• Exercise:
Nothing but a number should be written: the count of lines below that contain "window".
-- Opening Marker --
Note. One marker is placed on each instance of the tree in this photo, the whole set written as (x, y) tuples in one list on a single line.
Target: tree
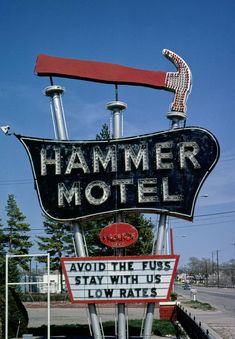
[(16, 236), (58, 243), (143, 246)]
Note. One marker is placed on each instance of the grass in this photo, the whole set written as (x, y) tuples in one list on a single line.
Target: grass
[(160, 327)]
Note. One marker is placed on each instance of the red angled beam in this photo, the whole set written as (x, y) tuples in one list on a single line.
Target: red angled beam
[(178, 82), (98, 71)]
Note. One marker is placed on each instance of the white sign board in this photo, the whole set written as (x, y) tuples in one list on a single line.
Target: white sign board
[(120, 279)]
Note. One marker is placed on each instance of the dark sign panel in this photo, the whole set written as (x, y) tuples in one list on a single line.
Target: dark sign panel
[(160, 172), (119, 235)]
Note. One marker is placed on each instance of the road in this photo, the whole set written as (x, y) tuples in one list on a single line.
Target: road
[(221, 298), (222, 320)]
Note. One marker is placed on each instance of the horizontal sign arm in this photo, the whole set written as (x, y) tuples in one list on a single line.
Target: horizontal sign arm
[(178, 82)]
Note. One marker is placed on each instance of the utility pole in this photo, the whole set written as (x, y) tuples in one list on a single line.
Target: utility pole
[(217, 267)]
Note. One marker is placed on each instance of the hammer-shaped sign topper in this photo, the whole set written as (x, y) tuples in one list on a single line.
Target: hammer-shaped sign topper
[(178, 82)]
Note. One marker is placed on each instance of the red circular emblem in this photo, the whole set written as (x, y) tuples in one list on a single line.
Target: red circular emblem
[(118, 235)]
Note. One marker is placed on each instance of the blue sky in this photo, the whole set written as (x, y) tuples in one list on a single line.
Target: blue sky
[(132, 33)]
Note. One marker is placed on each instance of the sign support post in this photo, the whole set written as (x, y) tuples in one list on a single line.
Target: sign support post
[(116, 107), (157, 250), (175, 118), (60, 129)]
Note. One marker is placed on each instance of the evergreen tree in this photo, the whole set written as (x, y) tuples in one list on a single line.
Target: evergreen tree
[(58, 243), (143, 246), (16, 235)]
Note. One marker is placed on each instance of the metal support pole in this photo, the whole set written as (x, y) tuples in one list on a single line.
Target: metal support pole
[(54, 92), (6, 299), (157, 250), (176, 118), (116, 107), (48, 298)]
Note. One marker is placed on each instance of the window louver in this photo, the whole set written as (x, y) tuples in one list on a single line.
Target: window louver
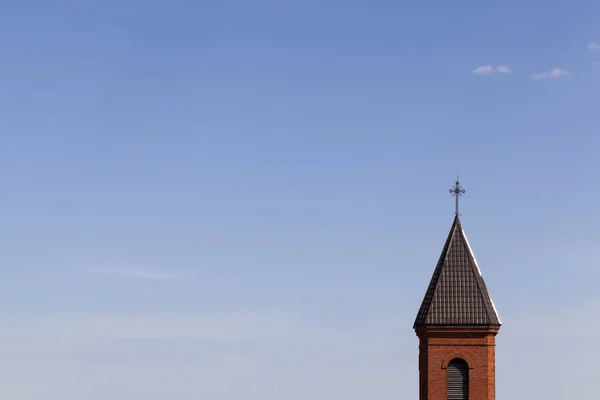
-- Closing Marker --
• Expected answer:
2